Ancient Kangleipak was an ancient, lesser known civilisation, concentrated along the central plains of the modern day Kangleipak (Manipur), India.
The Kangla served as the foremost capital city of this realm from the 15th century BC upto the late 19th century AD.

History

Geography

The territory of this realm is mountainous and thereby, ancient Kangleipak consists of several smaller region each with its own dialect, cultural peculiarities, and identity.

In fact, there were seven independent kingdoms ruled by the seven clan dynasties in this realm. These seven principalities had their own capital cities.

Language

The Ancient Meitei language (early form of the modern Meitei language) had a wide array of Meitei scriptures (Puya (Meitei texts)), of numerous topics, written in the archaic Meitei script. 
One of the oldest scriptures is the Wakoklon Heelel Thilen Salai Amailon Pukok Puya, written in 1398 BC (verified by the National Archives of India, New Delhi).

Culture

Daily life
Most people of ancient Kangleipak were farmers tied to their lands. Their dwellings were restricted to immediate family members.

Architecture

The ancient architectural designs of common houses were believed to be sustainable, eco friendly and affordable. It gives a cooling effect during hot summer and a warming effect during chilling winter.

■ ■ ■ ■ ■ ■ ■

- WHAT THIS EXERCISE ASKS
A: In the article on ancient Kangleipak, how many independent kingdoms were there in the realm?
B: Please pick up the article on ancient Kangleipak from its last sentence and keep writing.

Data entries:
■ ■ ■ ■ ■ ■ ■

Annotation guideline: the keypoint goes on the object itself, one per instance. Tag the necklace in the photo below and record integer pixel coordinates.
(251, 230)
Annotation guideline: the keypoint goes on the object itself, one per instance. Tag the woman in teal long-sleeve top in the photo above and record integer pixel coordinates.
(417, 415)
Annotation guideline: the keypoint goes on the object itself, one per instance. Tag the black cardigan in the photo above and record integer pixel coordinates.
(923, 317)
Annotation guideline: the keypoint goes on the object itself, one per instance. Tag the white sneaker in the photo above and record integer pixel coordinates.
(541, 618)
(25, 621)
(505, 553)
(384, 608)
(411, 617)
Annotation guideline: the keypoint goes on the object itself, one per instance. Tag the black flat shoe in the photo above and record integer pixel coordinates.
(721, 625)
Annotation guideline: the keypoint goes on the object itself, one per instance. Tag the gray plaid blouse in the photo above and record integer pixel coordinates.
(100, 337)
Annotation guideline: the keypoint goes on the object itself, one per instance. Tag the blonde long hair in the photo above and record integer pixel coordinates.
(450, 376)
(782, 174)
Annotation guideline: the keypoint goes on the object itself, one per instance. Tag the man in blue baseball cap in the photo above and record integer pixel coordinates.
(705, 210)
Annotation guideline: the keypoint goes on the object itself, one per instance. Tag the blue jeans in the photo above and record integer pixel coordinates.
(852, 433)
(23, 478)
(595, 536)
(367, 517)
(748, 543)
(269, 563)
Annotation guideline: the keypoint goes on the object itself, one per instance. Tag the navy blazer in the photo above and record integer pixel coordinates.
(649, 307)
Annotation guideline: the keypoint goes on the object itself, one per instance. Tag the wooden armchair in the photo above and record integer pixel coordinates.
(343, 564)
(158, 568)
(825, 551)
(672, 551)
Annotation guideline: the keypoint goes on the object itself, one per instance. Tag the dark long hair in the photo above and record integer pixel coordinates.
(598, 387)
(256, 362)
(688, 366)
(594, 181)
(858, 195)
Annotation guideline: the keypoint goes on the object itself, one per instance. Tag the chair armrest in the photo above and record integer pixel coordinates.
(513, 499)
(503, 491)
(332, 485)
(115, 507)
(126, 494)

■ ■ ■ ■ ■ ■ ■

- ANSWERS TO THE PROBLEMS
A: Seven, ruled by the seven clan dynasties.

B:
Religious beliefs

The ancient religion of the indigenous ethnicities of the hills and the plains is the Sanamahism. The abstract concept of the space time entity is the ultimate God creator of the universe.
Beliefs in the divine and in the afterlife were ingrained in ancient Kangleipak from its inception. The ancient rulers were based on the divine right of kings.

Military

The Ancient Meitei military ran un the Lallup system. Lal-lup system (literally, Lal means war; lup means club or association or organization) was a predominant system in ancient Kangleipak. According to the system, every men of indigenous ethnicity of above 16 years of age was a member.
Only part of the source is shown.